#### Yapılacak iş:
Aşağıdaki, sağlık meslek mensuplarına rücu konusundaki metinden "Kamu kurum ve" ile başlayıp "nihai karar verilir." ile biten bölümü hiçbir değişiklik yapmadan kopyalayın.

#### Seçilen metin:
================

Kamu kurum ve kuruluşları ve Devlet üniversitelerinde görev yapan hekim ve diş hekimleri ile diğer sağlık meslek mensuplarının sağlık mesleğinin icrası kapsamında yaptıkları muayene, teşhis ve tedaviye ilişkin tıbbi işlem ve uygulamalar nedeniyle idare tarafından ödenen tazminattan dolayı ilgilisine rücu edilip edilmeyeceğine ve rücu miktarına, ilgilinin görevinin gereklerine aykırı hareket etmek suretiyle görevini kötüye kullanıp kullanmadığı ve kusur durumu gözetilerek Mesleki Sorumluluk Kurulu tarafından bir yıl içinde karar verilir. (Ek cümle:21/2/2024-7496/21 md.) Devlet üniversitelerinde görev yapanlar bakımından, ilgili üniversite tarafından Mesleki Sorumluluk Kurulu kararı ve varsa ilgili hakkında görevinin gereklerine aykırı hareket etmek suretiyle görevini kötüye kullandığına dair kesinleşmiş ceza mahkemesi kararı dikkate alınarak altı ay içinde nihai karar verilir.

================

#### Verilen satırlar:
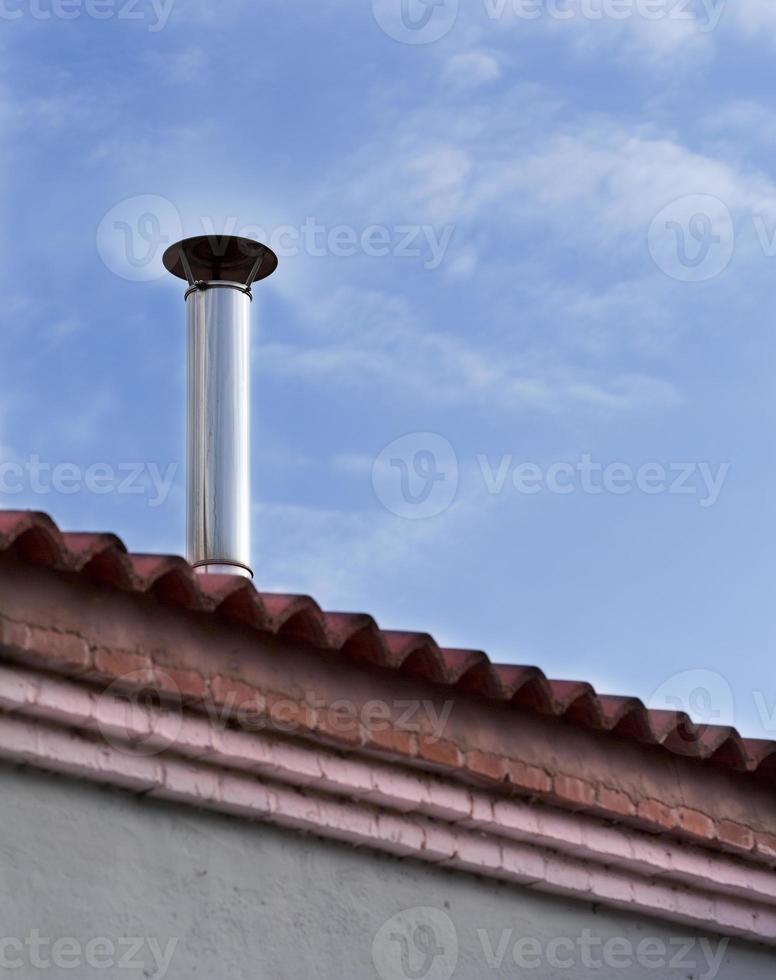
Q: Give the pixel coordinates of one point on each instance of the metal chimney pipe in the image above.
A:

================

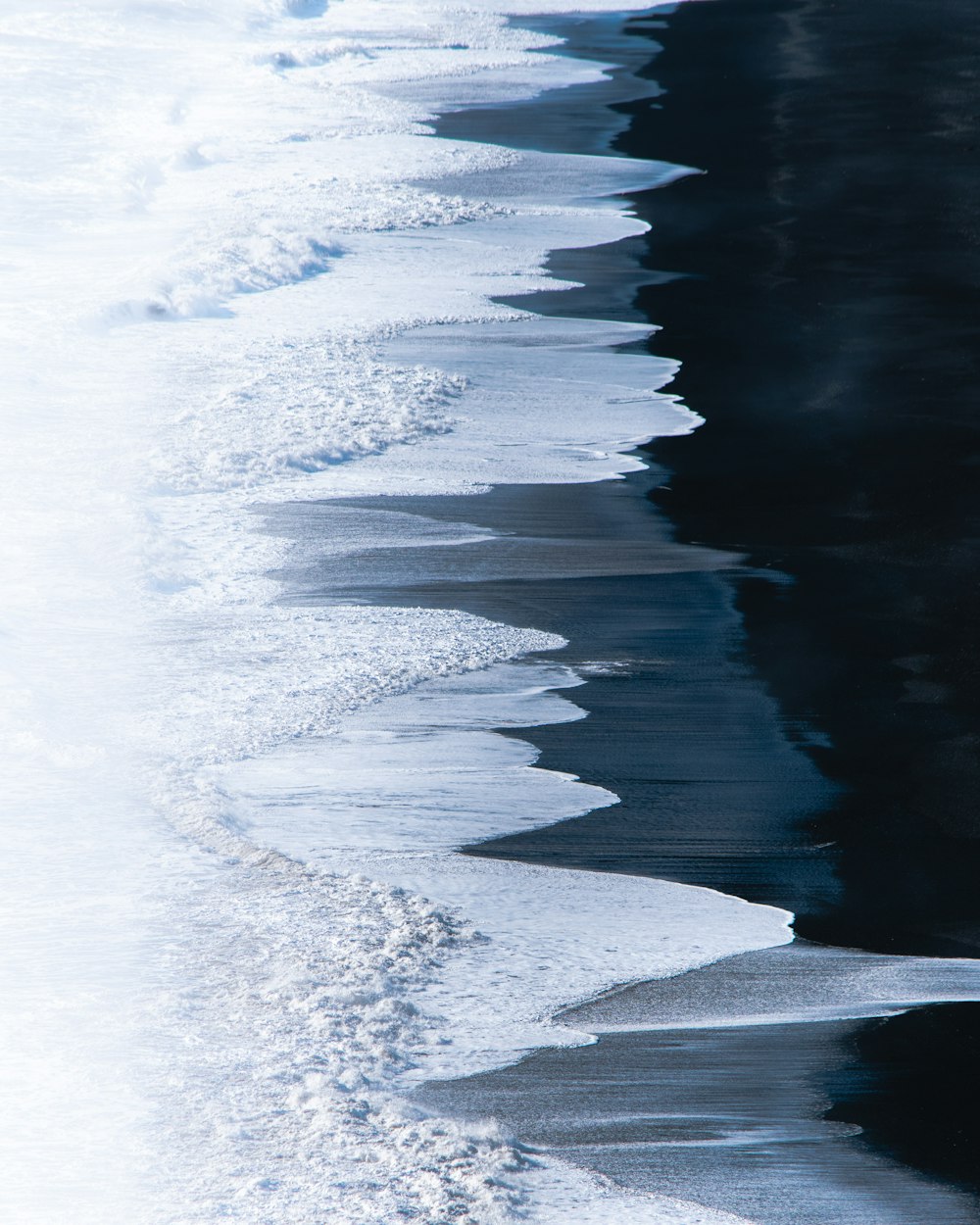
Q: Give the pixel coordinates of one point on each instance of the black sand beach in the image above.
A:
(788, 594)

================

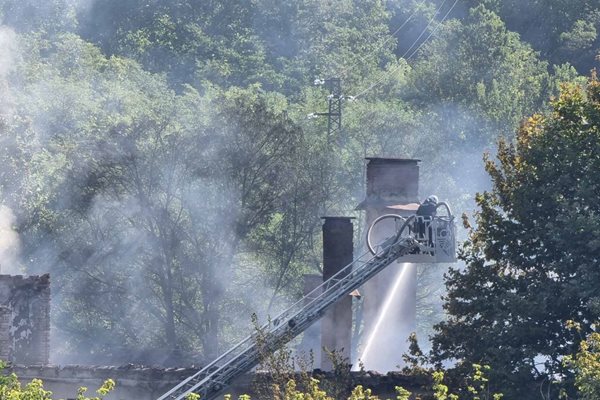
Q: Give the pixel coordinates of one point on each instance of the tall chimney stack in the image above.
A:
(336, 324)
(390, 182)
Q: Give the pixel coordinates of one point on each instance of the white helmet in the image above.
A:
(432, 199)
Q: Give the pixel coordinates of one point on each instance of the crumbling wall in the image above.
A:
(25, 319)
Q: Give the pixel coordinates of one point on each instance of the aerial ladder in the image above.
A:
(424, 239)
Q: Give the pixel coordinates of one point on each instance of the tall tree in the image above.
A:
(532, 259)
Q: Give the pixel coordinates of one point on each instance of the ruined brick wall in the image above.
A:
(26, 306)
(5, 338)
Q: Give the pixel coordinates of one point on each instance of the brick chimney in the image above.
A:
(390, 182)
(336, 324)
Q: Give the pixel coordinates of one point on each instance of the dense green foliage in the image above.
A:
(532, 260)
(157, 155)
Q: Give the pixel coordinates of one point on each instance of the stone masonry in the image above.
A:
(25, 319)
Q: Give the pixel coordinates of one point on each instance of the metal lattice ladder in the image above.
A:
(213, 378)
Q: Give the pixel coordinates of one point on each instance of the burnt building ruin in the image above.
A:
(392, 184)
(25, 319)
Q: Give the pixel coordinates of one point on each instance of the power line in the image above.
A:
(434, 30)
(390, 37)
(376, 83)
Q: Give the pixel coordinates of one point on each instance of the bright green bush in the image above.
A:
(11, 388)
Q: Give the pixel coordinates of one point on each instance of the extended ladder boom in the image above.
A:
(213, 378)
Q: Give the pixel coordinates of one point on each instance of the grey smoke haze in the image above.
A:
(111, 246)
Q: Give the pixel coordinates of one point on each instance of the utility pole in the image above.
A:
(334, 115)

================

#### Alıştırma sonucu:
Kamu kurum ve kuruluşları ve Devlet üniversitelerinde görev yapan hekim ve diş hekimleri ile diğer sağlık meslek mensuplarının sağlık mesleğinin icrası kapsamında yaptıkları muayene, teşhis ve tedaviye ilişkin tıbbi işlem ve uygulamalar nedeniyle idare tarafından ödenen tazminattan dolayı ilgilisine rücu edilip edilmeyeceğine ve rücu miktarına, ilgilinin görevinin gereklerine aykırı hareket etmek suretiyle görevini kötüye kullanıp kullanmadığı ve kusur durumu gözetilerek Mesleki Sorumluluk Kurulu tarafından bir yıl içinde karar verilir. (Ek cümle:21/2/2024-7496/21 md.) Devlet üniversitelerinde görev yapanlar bakımından, ilgili üniversite tarafından Mesleki Sorumluluk Kurulu kararı ve varsa ilgili hakkında görevinin gereklerine aykırı hareket etmek suretiyle görevini kötüye kullandığına dair kesinleşmiş ceza mahkemesi kararı dikkate alınarak altı ay içinde nihai karar verilir.